▶ [Data in this exercise]:

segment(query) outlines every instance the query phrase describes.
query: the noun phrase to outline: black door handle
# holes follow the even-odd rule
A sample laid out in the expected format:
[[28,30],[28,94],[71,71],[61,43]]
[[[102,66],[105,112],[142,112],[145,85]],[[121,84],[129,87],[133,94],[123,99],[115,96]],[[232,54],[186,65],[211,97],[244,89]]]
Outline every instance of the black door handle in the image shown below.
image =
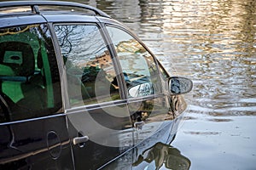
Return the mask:
[[74,145],[76,145],[78,144],[85,143],[88,140],[89,140],[88,136],[81,136],[81,137],[76,137],[76,138],[73,139],[73,143]]

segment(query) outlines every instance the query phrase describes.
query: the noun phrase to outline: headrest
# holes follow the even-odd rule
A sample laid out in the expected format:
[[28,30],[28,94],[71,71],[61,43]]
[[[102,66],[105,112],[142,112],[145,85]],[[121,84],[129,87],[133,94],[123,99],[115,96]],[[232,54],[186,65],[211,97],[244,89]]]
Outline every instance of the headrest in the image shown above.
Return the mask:
[[32,76],[35,70],[32,48],[21,42],[0,42],[0,64],[11,67],[17,76]]

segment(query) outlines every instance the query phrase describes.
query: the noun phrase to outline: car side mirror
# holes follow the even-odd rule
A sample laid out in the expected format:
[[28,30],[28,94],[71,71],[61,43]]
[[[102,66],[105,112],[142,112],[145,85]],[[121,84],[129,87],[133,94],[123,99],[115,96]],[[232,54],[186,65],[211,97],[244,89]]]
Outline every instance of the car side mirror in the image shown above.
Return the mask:
[[192,90],[193,82],[190,79],[179,76],[169,78],[169,89],[172,94],[187,94]]

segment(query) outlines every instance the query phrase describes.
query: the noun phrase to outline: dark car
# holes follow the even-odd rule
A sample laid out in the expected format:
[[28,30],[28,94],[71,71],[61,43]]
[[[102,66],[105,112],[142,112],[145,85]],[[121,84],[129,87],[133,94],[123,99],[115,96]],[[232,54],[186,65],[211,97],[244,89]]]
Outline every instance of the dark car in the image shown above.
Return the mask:
[[132,168],[174,139],[192,82],[125,26],[75,3],[0,9],[0,169]]

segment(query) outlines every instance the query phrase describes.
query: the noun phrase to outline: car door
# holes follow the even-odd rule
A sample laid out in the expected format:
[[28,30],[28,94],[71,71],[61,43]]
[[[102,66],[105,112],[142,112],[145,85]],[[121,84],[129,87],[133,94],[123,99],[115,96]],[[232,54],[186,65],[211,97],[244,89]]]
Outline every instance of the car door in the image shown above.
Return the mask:
[[133,144],[116,61],[97,24],[55,24],[54,28],[64,61],[74,165],[99,168]]
[[72,169],[48,26],[23,24],[0,32],[0,169]]
[[[134,142],[166,142],[173,115],[166,82],[160,77],[155,59],[125,28],[108,25],[126,87],[128,108],[134,128]],[[159,132],[165,129],[165,135]],[[151,139],[148,140],[148,139]],[[149,144],[148,142],[146,142]]]

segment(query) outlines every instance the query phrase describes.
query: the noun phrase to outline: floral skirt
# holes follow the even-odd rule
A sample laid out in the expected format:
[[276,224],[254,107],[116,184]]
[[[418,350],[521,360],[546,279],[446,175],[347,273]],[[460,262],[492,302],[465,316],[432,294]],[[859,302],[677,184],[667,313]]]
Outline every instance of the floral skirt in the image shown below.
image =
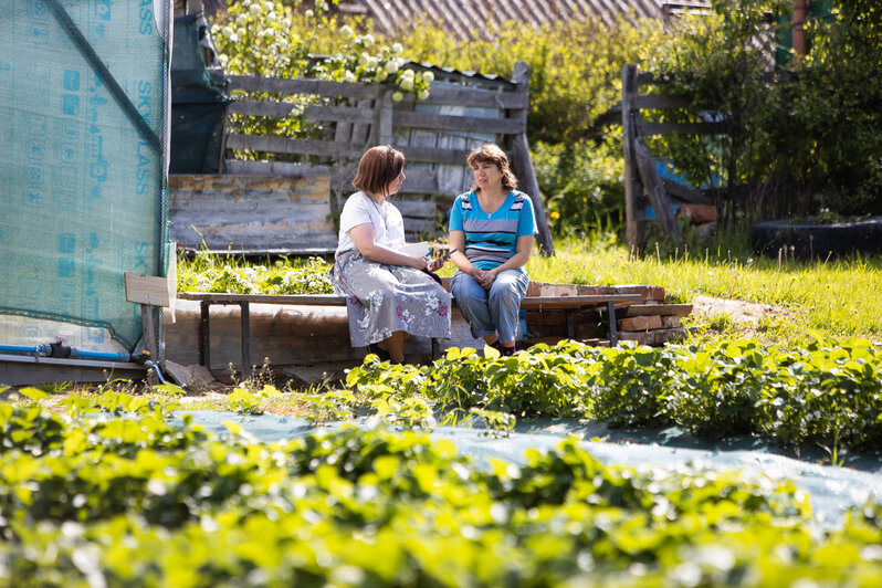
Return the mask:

▶ [Work to complete]: Omit pictures; set down the rest of the material word for word.

▶ [Response to the task]:
segment(query) outlines every instance the query phrase describes.
query: the noun phrase to outline: black door handle
# holes follow the even-odd rule
A sample laid out in the expected format:
[[28,30],[28,94],[71,71],[61,43]]
[[[102,66],[105,112],[142,112],[145,85]],[[121,84],[129,87],[133,94],[123,99],[115,96]],[[232,54],[186,65],[211,97],[244,89]]]
Outline every instance of the black door handle in the image shown below.
image =
Return the mask:
[[74,145],[76,145],[78,144],[85,143],[88,140],[89,140],[88,136],[81,136],[81,137],[76,137],[76,138],[73,139],[73,143]]

segment(query) outlines every instance the query phrase describes.
query: the noun phrase to outline: headrest
# holes follow the even-odd rule
A sample laid out in the expected format:
[[28,30],[28,94],[71,71],[61,43]]
[[[102,66],[105,112],[142,112],[145,85]],[[121,84],[129,87],[133,94],[123,99],[115,96]],[[232,54],[186,65],[211,97],[244,89]]]
Outline every instance of the headrest in the image shown above.
Return the mask:
[[32,76],[35,70],[32,48],[21,42],[0,42],[0,64],[11,67],[17,76]]

segment(query) outlines every instance the query phrase describes.
query: the noun phrase to outline: car side mirror
# holes follow the even-odd rule
A sample laid out in the expected format:
[[28,30],[28,94],[71,71],[61,43]]
[[[102,66],[105,112],[142,112],[145,85]],[[121,84],[129,87],[133,94],[123,99],[115,96]],[[232,54],[186,65],[211,97],[244,89]]]
Outline every instance of the car side mirror in the image shown above.
Return the mask:
[[192,90],[193,82],[190,79],[179,76],[169,78],[169,89],[172,94],[187,94]]

segment(query) outlines every instance the query phrase describes.
query: the noun phrase to outline: dark car
# holes follow the even-odd rule
A sample laid out in the expected format:
[[28,30],[28,94],[71,71],[61,43]]
[[[102,66],[105,112],[142,112],[145,85]],[[121,84],[129,87],[133,94],[123,99],[115,96]],[[232,54],[186,65],[211,97],[244,89]]]
Outline every instance of the dark car in the image shown above.
Return the mask:
[[132,168],[174,139],[192,82],[125,26],[75,3],[0,9],[0,169]]

segment(query) outlines every instance the query phrase describes.
query: the noun phrase to outline: car door
# holes follow the even-odd rule
A sample laid out in the expected format:
[[28,30],[28,94],[71,71],[61,43]]
[[[102,66],[105,112],[142,112],[145,85]],[[121,84],[129,87],[133,94],[123,99],[115,96]],[[232,54],[186,65],[211,97],[244,89]]]
Outline every instance of the car door in the image shown above.
Return the mask:
[[133,144],[116,61],[97,24],[55,24],[54,28],[64,61],[74,165],[99,168]]
[[72,169],[48,26],[23,24],[0,32],[0,169]]
[[[134,142],[166,142],[173,115],[166,82],[160,77],[155,59],[125,28],[108,25],[126,87],[128,108],[134,128]],[[159,132],[165,129],[165,135]],[[151,139],[148,140],[148,139]],[[149,144],[148,142],[146,142]]]

segment(query) outlines every instance the query phrase describes.
query: the noun phrase to outline: floral skirt
# holes follow the even-odd rule
A sample laid out in the expected format:
[[276,224],[254,107],[116,184]]
[[[418,350],[521,360],[546,279],[446,175],[347,273]],[[460,262],[492,302],[465,316],[432,294]],[[859,302],[677,184],[667,313]]]
Outline every instance of the floral skirt in the image shown below.
image =
Return the mask:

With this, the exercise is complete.